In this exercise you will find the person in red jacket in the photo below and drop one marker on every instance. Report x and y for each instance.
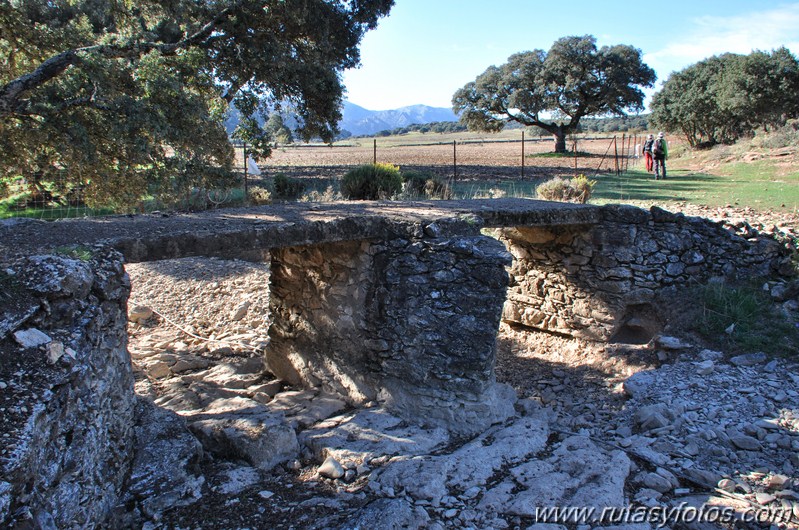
(648, 152)
(660, 152)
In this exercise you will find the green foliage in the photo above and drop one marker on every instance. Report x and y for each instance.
(726, 97)
(743, 319)
(371, 182)
(577, 189)
(785, 136)
(629, 124)
(572, 80)
(126, 99)
(328, 195)
(79, 252)
(424, 184)
(258, 196)
(286, 188)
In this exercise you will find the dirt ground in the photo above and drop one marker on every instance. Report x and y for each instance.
(473, 160)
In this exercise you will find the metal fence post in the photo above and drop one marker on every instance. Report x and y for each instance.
(244, 153)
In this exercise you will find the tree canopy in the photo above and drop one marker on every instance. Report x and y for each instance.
(121, 97)
(722, 98)
(554, 90)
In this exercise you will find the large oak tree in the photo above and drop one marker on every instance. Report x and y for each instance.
(120, 98)
(553, 90)
(725, 97)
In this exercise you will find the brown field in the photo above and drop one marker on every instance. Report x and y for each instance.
(475, 160)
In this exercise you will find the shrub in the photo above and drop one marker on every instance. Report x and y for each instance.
(578, 189)
(785, 136)
(424, 184)
(371, 182)
(258, 196)
(329, 195)
(491, 193)
(285, 188)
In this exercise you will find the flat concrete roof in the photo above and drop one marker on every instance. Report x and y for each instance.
(156, 236)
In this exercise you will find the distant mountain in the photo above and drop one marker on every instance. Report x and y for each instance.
(360, 121)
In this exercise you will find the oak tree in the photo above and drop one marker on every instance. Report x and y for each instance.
(554, 90)
(124, 98)
(725, 97)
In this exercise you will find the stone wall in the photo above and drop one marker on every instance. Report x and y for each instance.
(410, 322)
(66, 390)
(594, 281)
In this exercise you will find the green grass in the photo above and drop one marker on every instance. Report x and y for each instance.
(743, 319)
(752, 185)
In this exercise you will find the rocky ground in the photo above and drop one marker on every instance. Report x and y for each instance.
(664, 425)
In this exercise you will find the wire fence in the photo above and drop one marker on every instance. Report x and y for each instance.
(473, 167)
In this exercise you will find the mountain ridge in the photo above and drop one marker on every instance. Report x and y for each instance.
(358, 120)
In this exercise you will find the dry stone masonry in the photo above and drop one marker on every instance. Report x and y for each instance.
(67, 390)
(408, 322)
(393, 309)
(600, 281)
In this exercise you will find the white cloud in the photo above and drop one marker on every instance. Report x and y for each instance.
(713, 35)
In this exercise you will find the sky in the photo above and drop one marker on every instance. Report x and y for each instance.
(427, 49)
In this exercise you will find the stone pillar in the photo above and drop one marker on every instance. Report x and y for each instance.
(410, 322)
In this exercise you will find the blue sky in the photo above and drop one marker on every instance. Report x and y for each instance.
(426, 49)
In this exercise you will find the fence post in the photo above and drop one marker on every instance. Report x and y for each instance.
(574, 150)
(454, 160)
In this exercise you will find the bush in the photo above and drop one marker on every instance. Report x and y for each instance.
(578, 189)
(371, 182)
(424, 184)
(785, 136)
(329, 195)
(285, 188)
(258, 196)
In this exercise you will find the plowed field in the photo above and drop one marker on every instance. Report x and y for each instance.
(473, 160)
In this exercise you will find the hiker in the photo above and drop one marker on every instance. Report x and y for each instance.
(648, 152)
(660, 152)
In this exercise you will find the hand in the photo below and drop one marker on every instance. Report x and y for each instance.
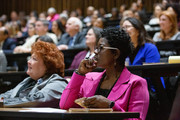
(87, 65)
(97, 101)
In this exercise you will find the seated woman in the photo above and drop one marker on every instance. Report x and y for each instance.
(92, 39)
(26, 47)
(168, 27)
(58, 29)
(145, 51)
(168, 31)
(3, 63)
(116, 87)
(45, 84)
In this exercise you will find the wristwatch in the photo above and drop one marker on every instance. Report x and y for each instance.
(112, 104)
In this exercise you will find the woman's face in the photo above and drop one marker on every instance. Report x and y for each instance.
(36, 67)
(90, 39)
(54, 27)
(31, 30)
(104, 56)
(157, 11)
(165, 23)
(133, 32)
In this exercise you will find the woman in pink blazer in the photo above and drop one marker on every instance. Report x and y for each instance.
(115, 87)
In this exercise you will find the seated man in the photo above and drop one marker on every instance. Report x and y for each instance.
(74, 38)
(6, 44)
(3, 61)
(41, 28)
(45, 84)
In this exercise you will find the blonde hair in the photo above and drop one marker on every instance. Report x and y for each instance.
(174, 28)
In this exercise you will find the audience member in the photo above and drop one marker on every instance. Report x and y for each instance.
(175, 8)
(92, 39)
(74, 38)
(63, 19)
(44, 38)
(168, 27)
(41, 27)
(134, 7)
(42, 16)
(6, 43)
(58, 29)
(115, 14)
(175, 111)
(26, 47)
(116, 87)
(3, 63)
(122, 8)
(89, 13)
(45, 84)
(100, 23)
(145, 51)
(158, 8)
(52, 15)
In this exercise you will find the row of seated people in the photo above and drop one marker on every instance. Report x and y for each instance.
(73, 37)
(44, 86)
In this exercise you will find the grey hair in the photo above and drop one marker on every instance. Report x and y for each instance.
(78, 22)
(51, 10)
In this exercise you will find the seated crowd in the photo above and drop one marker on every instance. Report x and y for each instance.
(105, 45)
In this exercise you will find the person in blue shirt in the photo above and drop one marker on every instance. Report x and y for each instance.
(144, 49)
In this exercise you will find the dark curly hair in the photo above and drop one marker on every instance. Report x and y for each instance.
(52, 57)
(118, 38)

**Task instructions**
The aim is an exact repeat of the entire listing, stripped of pictures.

**Result**
In this exercise you will find the person in red jacket in the photo below and drop one marker on every instance. Report x and y for each instance.
(648, 152)
(660, 152)
In this exercise you will find the green foliage in the photo above and drop one marker on every instance. Report x and y for each instance.
(726, 97)
(743, 319)
(371, 182)
(577, 189)
(785, 136)
(629, 124)
(572, 80)
(126, 99)
(328, 195)
(79, 252)
(424, 184)
(258, 196)
(286, 188)
In this exercise you will find the dirt ground in the photo above and drop one marker on every instance. Report x and y for each instance.
(473, 160)
In this exercise you will find the metal fence post in the photo above and drop one marker on every instance. Report x and y for each instance.
(244, 153)
In this exercise you will find the tree canopy in the photo above and drop one marker on every instance. Report x and y for each instance.
(121, 97)
(722, 98)
(554, 90)
In this exercise you will find the large oak tree in the photo above and drop one marker on every instance. Report x and y for each instance.
(120, 98)
(553, 90)
(725, 97)
In this exercise you will find the brown field in the photo above and drop one marker on every instance. Report x and y for each instance.
(475, 160)
In this exercise you will find the shrub in the photo above and drop one marker on every instance. Report x and y for each instance.
(578, 189)
(785, 136)
(424, 184)
(371, 182)
(258, 196)
(329, 195)
(491, 193)
(285, 188)
In this exercise you will find the flat concrete roof in the photo above and drop one marker on every instance. Report x and y for each instance.
(156, 236)
In this exercise you will find the distant mountain in the photo above and drop one marker on every instance. Report x and y for each instance.
(360, 121)
In this exercise you will find the oak tree in the photo above and drop one marker on every instance. Report x and y for each instance.
(554, 90)
(124, 98)
(725, 97)
In this exercise you will find the stone wall in the photo above and drop one marker on every instance. Report x and y for each instance.
(410, 322)
(66, 390)
(594, 281)
In this exercise you will find the green grass in the photo above and drop one marker on every instance. Report x and y for each instance.
(743, 319)
(752, 185)
In this exercise you will find the rocky ground in the photo above and drop one marker on every instance. Report x and y for each instance.
(664, 425)
In this exercise you will find the wire fence in the photo above and drop one marker on every instance. Report x and y for each instance.
(473, 167)
In this exercise you will find the mountain ridge in the photo above and drop one marker on every instance. Report x and y for each instance.
(358, 120)
In this exercise you will find the dry stone masonry in the photo above and drop one marker on every instance. Report x and y for each instance.
(67, 390)
(408, 322)
(393, 309)
(600, 281)
In this exercise you will find the white cloud in the photo above and drop one marker on every instance. Report x and y for each instance.
(713, 35)
In this exercise you will find the sky in the photo above and drop one marker on every instance. Report x and y for each instance.
(427, 49)
In this exercise you will find the stone pillar in the photo above and drop one marker on every instance. Report x and y for each instance.
(410, 322)
In this exercise you will find the blue sky in the photo above and drop one marker on every instance. Report x and y for each instance.
(426, 49)
In this exercise you will find the fence post in the photo above and drop one marker on every instance. Report x and y for each instance.
(574, 150)
(454, 160)
In this exercise you will find the bush in the photo above and drop one marker on every instance. Report x and y for each instance.
(578, 189)
(371, 182)
(424, 184)
(785, 136)
(329, 195)
(285, 188)
(258, 196)
In this exercise you will find the plowed field in the photo above and drop one marker on every instance. Report x and y for each instance.
(473, 160)
In this exercise you will find the hiker in the photo above and drop one marker on every instance. Report x and y for each instance.
(648, 152)
(660, 152)
In this exercise you will find the hand in the photo below and drop one marker on every instance. Report x and y for each instance.
(87, 65)
(97, 101)
In this exercise you will find the seated woman in the photo above and drop one marker on every instance. Report x and y for each instance.
(92, 39)
(26, 47)
(168, 27)
(58, 29)
(145, 51)
(168, 31)
(3, 63)
(116, 87)
(45, 84)
In this exercise you will find the wristwatch in the photo above and drop one marker on every instance. Report x and y for each instance.
(112, 104)
In this exercise you will find the woman's face in the photo above and drop one marker on every instance. Report x and y for each instance.
(36, 67)
(90, 39)
(54, 27)
(31, 30)
(104, 56)
(157, 11)
(165, 23)
(133, 32)
In this exercise you will find the woman in pink blazer in the photo above and drop one marker on every instance. Report x and y for each instance.
(115, 87)
In this exercise you will find the seated man in the photo above and drop one marker on every instance. Report x and y for each instance.
(74, 38)
(6, 44)
(3, 61)
(41, 28)
(45, 84)
In this exercise you will find the blonde hair in the photo above and drop one marker on every instance. Report x and y for each instance.
(174, 28)
In this exercise you will find the audience member in the photo above and drop one marker on every instance. Report x and y for each instance.
(175, 8)
(92, 39)
(74, 38)
(63, 19)
(44, 38)
(168, 27)
(41, 27)
(134, 7)
(42, 16)
(6, 43)
(58, 29)
(115, 14)
(175, 111)
(26, 47)
(116, 87)
(3, 63)
(122, 8)
(89, 13)
(45, 84)
(100, 23)
(145, 51)
(158, 8)
(52, 15)
In this exercise you will find the row of seated people in the photo above and drop one marker on every instance. Report x and y for each instance.
(73, 37)
(44, 86)
In this exercise you will find the grey hair in the photo above and drop one marker on every instance. Report x and y for each instance.
(78, 22)
(51, 10)
In this exercise you will find the seated crowd in the photo above and drop one marker on every instance. Report x and y for each instance.
(105, 45)
In this exercise you will find the person in blue shirt in the photo above and drop one marker on every instance. Report x and y for each instance.
(144, 49)
In this exercise you will find the dark curly hair in the photo above and drop one marker on every instance. Report x and y for each instance.
(52, 57)
(118, 38)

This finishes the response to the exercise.